— begin SOURCE PASSAGE —
Tags
Branes, Extra-dimensions, Higher dimensional gravity, Higher dimensional Space-time, String Theory, Warpped extra dimensions
This article was originally written by Lisa Randall in Physics Today
, The Case for Extra Dimensions, July 2007, page 80 (I have just made the few modifications rest is same that appeared on Physics Today). Lisa Randall is an imminent physicist of our times ans she is a professor of science at Harvard University, Cambridge, Massachusetts, USA.
The Large Hadron Collider has started its journey couple of just years ago and it is assumed that it will test some intriguing suggestions for what might lie beyond the standard model of particle physics. One of the most surprising ideas centers on the possible existence of extra dimensions of space.
Physicists speculate about such a possibility for several reasons. One is that we don’t know any reason such dimensions cannot exist, whereas we do know how they might be hidden. No theory, not even Albert Einstein’s general theory of relativity, stipulates a particular number of dimensions. People have often made the mistake of believing only in what they could see. We don’t perceive extra dimensions, but that doesn’t mean those dimensions aren’t there.
— end SOURCE PASSAGE —
__GIVEN TASK 1__
Count how many lines of the records below contain the string "hair", with case counting, and reply with only the number.
— begin DATA ENTRIES —
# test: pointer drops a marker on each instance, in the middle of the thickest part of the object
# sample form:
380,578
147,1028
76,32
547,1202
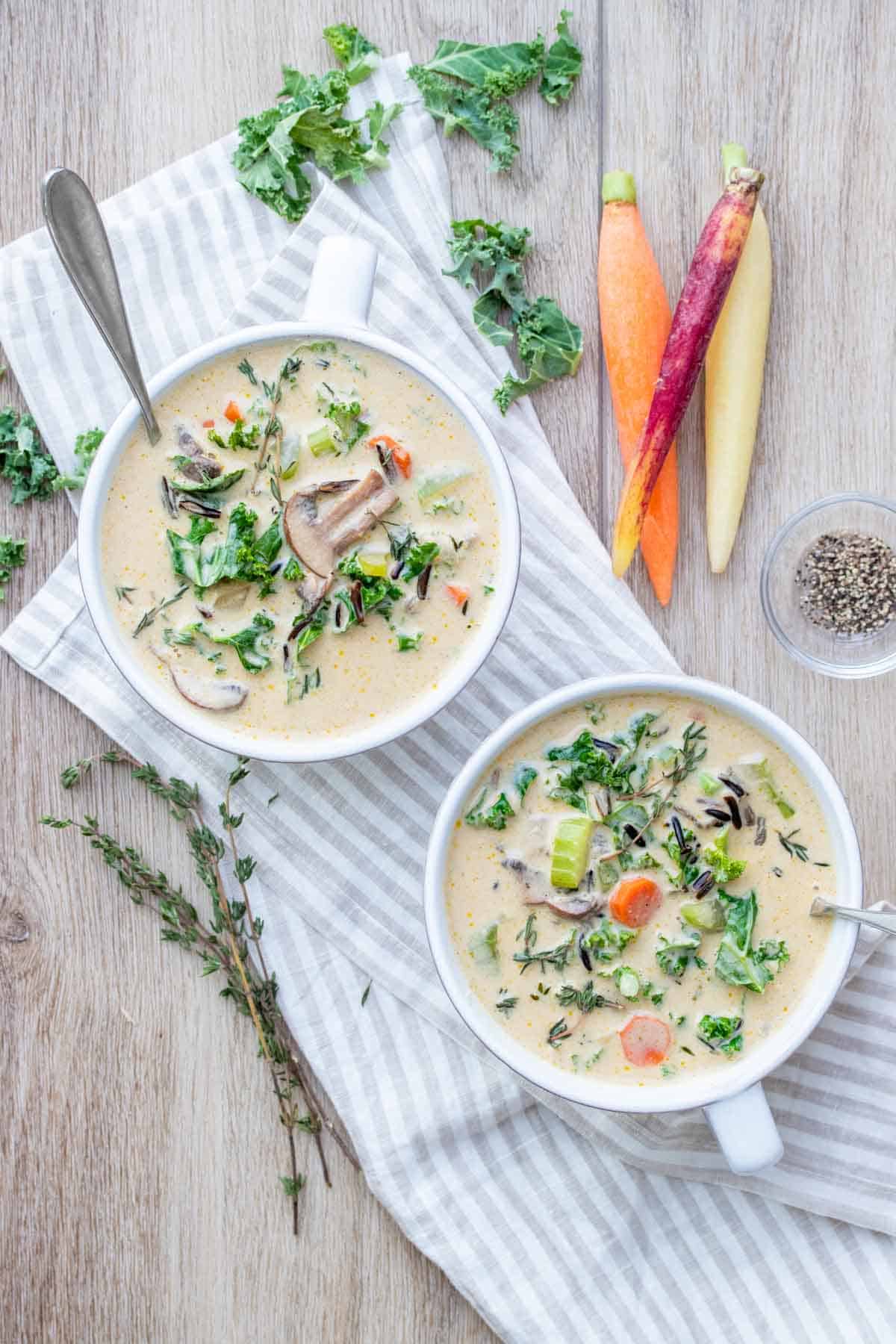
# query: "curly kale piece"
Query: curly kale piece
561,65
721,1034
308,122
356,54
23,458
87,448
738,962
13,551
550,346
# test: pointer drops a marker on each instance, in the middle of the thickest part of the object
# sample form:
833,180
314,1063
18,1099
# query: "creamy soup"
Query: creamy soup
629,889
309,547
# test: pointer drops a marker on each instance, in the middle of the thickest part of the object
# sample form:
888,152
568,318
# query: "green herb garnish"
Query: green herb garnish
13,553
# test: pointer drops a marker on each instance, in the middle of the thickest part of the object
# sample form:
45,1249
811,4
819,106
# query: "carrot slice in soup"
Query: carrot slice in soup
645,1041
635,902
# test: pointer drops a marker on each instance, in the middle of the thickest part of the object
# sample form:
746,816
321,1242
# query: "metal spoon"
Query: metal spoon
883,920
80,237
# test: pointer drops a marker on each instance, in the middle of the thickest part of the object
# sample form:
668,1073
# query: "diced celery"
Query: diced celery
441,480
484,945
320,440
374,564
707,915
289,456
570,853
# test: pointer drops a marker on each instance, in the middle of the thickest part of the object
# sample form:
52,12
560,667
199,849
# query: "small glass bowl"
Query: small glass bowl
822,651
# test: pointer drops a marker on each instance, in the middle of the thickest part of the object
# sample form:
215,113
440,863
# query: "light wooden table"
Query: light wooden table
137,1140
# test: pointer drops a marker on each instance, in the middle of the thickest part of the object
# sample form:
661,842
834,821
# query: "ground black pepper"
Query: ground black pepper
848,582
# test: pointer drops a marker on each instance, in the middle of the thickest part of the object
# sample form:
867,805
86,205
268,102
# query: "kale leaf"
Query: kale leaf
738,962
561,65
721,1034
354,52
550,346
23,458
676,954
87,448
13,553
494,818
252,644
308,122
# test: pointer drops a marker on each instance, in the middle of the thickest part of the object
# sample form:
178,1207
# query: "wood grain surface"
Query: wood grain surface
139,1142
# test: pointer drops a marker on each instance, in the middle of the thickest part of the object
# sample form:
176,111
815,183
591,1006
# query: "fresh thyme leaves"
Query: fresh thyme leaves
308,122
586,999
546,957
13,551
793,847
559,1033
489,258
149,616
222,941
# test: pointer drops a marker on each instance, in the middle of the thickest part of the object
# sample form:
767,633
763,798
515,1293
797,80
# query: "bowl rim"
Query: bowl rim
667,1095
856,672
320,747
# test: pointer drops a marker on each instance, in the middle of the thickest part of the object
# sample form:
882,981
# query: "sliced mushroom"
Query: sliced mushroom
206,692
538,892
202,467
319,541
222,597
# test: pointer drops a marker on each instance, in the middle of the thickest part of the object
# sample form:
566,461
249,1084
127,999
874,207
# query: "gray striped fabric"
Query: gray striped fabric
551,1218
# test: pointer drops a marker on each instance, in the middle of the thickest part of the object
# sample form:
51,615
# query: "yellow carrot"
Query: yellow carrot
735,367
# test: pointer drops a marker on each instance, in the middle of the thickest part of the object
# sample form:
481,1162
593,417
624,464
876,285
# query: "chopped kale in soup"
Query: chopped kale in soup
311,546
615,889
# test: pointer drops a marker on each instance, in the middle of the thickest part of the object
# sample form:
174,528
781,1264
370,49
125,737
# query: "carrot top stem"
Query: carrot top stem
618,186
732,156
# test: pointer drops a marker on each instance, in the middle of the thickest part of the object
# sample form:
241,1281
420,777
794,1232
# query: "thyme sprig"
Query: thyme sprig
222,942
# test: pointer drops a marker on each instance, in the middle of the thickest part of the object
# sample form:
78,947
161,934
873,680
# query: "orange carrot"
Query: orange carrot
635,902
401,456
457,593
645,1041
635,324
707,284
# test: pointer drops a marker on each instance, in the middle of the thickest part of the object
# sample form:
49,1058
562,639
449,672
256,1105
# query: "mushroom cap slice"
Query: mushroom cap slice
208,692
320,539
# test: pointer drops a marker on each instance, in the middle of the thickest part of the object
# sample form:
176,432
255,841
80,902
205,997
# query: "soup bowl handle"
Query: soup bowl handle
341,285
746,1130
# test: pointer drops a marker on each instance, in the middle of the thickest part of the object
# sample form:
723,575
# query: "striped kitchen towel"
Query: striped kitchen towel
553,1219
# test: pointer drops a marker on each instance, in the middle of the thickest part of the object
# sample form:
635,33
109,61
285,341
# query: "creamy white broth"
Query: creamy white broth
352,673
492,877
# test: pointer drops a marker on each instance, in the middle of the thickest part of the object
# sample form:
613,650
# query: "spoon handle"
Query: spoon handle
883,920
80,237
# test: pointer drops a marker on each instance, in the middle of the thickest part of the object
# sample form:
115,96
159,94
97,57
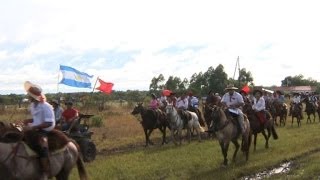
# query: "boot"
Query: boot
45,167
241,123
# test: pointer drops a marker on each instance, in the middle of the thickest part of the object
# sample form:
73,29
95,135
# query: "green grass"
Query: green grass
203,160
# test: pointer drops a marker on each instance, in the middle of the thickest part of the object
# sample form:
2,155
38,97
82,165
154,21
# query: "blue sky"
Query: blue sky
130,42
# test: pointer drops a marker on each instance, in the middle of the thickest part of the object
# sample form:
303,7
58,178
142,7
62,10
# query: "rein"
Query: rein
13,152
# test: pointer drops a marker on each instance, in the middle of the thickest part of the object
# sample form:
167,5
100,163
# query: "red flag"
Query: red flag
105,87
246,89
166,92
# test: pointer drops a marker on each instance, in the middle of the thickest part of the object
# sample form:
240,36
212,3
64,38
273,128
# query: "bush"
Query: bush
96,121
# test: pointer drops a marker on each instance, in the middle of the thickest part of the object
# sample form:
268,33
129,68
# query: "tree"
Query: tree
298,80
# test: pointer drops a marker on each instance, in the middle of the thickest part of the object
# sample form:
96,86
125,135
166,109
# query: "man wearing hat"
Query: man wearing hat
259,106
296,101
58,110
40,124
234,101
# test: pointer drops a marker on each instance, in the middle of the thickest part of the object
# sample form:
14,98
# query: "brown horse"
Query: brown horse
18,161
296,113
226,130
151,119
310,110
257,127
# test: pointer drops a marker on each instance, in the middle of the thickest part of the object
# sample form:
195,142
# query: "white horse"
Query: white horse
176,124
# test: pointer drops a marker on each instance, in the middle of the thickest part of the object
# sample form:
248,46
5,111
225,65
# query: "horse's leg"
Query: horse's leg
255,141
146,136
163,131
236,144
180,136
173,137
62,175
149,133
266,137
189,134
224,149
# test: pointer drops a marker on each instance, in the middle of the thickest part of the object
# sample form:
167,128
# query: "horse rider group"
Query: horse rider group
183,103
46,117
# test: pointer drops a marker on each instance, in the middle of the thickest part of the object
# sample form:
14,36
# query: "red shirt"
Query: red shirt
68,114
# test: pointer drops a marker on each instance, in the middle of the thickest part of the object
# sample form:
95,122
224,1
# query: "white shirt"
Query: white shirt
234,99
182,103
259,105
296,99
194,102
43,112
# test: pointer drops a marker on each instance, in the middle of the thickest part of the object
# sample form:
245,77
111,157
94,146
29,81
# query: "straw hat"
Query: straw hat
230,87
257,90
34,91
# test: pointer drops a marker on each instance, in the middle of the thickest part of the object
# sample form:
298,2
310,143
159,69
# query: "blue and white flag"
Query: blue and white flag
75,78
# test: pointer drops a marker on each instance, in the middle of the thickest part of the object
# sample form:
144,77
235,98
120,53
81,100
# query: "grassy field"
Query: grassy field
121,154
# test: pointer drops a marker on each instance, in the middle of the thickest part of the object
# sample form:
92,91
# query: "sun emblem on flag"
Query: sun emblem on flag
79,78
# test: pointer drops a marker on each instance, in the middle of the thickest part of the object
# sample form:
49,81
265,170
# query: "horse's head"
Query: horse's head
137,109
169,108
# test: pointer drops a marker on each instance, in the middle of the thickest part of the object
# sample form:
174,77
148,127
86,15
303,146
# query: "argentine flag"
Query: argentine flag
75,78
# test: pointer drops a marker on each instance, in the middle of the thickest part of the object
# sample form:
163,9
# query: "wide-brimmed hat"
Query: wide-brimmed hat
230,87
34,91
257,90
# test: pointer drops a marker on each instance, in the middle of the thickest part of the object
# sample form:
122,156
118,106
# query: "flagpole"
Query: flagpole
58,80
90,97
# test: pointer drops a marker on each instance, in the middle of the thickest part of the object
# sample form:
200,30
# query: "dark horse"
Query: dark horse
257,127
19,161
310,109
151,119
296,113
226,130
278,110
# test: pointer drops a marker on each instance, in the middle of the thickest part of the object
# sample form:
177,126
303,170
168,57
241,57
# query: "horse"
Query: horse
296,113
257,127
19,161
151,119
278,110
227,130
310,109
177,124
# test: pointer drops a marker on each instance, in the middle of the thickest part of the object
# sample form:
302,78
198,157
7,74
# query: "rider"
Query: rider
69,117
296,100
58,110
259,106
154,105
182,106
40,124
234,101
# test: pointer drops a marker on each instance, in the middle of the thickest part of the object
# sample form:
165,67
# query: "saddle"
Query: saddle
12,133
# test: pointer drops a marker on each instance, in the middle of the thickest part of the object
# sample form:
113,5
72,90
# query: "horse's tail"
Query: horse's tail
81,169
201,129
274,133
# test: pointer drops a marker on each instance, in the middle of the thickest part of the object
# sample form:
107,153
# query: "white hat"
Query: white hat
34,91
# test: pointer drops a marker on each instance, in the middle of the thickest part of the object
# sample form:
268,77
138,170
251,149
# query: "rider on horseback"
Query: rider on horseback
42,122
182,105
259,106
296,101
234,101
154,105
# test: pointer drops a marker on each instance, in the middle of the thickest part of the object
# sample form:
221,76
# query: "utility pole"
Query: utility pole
— end DATA ENTRIES —
— begin DATA ENTRIES —
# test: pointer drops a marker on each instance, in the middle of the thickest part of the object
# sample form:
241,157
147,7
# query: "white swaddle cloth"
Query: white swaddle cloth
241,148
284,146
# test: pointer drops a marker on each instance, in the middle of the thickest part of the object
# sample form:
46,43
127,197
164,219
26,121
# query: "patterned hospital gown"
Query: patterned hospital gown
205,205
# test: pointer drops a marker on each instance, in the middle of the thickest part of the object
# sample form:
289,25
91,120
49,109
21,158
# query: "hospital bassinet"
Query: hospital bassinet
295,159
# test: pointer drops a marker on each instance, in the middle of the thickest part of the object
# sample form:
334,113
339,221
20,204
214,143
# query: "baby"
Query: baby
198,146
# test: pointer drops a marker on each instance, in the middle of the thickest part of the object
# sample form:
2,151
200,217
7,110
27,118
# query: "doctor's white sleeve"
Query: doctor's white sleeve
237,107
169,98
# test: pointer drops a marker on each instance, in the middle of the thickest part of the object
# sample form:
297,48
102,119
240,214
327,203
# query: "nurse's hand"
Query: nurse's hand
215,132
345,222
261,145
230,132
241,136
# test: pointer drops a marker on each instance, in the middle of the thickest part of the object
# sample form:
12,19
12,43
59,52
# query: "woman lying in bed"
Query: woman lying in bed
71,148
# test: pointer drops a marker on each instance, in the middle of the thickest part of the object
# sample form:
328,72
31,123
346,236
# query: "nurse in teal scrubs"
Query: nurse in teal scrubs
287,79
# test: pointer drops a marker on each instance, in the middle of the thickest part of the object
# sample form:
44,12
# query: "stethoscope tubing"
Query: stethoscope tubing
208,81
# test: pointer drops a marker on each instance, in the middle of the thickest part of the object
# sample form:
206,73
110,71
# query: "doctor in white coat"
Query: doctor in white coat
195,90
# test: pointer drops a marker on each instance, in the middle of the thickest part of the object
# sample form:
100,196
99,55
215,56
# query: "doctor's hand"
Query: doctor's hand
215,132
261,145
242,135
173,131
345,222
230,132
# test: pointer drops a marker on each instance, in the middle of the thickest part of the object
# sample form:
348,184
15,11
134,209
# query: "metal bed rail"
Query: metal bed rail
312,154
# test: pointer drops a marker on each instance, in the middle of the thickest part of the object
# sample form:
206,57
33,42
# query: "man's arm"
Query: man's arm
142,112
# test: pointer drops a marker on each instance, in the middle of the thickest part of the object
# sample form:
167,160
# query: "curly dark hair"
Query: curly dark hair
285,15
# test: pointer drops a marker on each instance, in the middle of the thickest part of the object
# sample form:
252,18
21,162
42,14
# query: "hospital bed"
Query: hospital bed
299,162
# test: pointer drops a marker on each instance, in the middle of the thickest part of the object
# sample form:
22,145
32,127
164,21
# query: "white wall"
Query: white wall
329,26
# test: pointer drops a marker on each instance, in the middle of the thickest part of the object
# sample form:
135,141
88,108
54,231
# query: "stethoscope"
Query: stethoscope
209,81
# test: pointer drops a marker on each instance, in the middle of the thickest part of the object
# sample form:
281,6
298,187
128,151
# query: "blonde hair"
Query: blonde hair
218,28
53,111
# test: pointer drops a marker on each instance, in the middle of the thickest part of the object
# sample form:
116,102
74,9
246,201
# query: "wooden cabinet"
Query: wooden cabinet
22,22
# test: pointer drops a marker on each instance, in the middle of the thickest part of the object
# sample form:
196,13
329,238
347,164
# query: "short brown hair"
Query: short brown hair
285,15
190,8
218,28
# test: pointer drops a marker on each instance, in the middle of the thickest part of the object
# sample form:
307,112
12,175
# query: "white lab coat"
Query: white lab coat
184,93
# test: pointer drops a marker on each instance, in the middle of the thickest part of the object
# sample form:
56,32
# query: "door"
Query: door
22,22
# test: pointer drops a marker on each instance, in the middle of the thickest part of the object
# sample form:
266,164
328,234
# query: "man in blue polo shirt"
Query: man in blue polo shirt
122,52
— end DATA ENTRIES —
__GIVEN TASK 2__
Continue the article on extra dimensions above from the point where it stops.

__TASK RESPONSE 1__
6

__TASK RESPONSE 2__
String theory provides another reason to consider extra dimensions. The theory might consistently incorporate physicists’ current conceptions of the very small and the very big in the universe—quantum mechanics and general relativity—a feat no earlier theory had accomplished. That doesn’t prove string theory is right. Further research is critical. But because it promises to be a grander, more comprehensive theory—a theory of quantum gravity—string theory is worth investigating. However, it does not naturally describe a world with three dimensions of space. It more naturally suggests a world with more dimensions, perhaps 9 or 10. A string theorist doesn’t ask whether extra dimensions exist; instead, two of the most important questions are, Where are they? and Why haven’t physicists seen them?
But perhaps the most compelling reasons to believe in extra dimensions are that they permit new connections among physical properties of the observed universe and offer a real possibility for explaining some of its more mysterious features. Extra dimensions can have implications for the world we see, and they can explain phenomena that seem utterly mysterious when viewed from the perspective of a three-dimensional observer. Even if you’re skeptical about string theory—after all, no one has yet proved it is right—recent research has provided perhaps the most compelling argument for extra dimensions: A universe with those dimensions might contain answers to physics puzzles that have no convincing solutions without them. That alone makes extra dimensions worthy of investigation.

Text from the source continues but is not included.